PROBLEM STATEMENT: Count every line below that holds "wooden". The answer is the number alone.

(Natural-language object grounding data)

——

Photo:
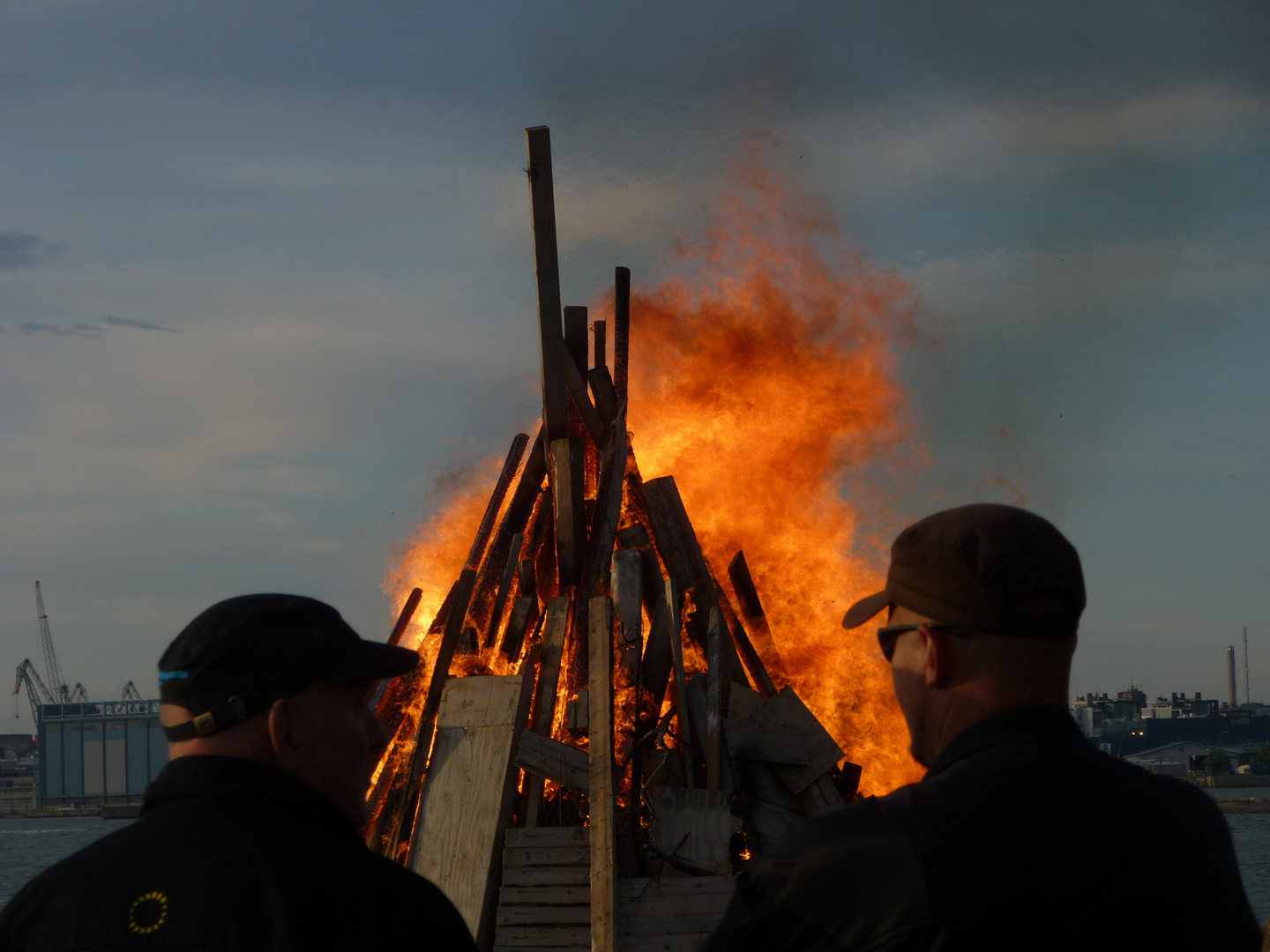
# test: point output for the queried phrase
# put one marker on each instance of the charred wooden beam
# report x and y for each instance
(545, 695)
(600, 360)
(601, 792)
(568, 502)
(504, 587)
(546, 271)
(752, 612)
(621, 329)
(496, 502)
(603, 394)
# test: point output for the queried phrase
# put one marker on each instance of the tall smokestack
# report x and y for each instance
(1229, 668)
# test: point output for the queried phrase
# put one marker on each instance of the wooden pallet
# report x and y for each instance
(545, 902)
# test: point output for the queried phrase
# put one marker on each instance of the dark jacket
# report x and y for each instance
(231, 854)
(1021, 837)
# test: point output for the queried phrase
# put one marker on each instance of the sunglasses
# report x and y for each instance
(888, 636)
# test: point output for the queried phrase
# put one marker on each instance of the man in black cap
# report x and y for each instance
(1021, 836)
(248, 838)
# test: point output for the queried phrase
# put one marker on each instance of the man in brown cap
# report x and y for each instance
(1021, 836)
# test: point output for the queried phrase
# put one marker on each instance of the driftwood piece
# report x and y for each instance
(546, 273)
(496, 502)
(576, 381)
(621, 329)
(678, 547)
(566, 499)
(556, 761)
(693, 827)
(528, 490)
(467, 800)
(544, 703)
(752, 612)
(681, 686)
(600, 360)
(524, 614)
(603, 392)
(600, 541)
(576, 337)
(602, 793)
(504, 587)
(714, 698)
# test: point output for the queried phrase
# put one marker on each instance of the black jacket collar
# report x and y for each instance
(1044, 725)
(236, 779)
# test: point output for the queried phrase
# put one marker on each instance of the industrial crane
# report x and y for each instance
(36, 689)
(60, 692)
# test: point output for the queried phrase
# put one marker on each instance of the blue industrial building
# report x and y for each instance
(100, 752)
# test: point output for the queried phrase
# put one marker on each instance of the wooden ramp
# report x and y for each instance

——

ANSWER BOX: 3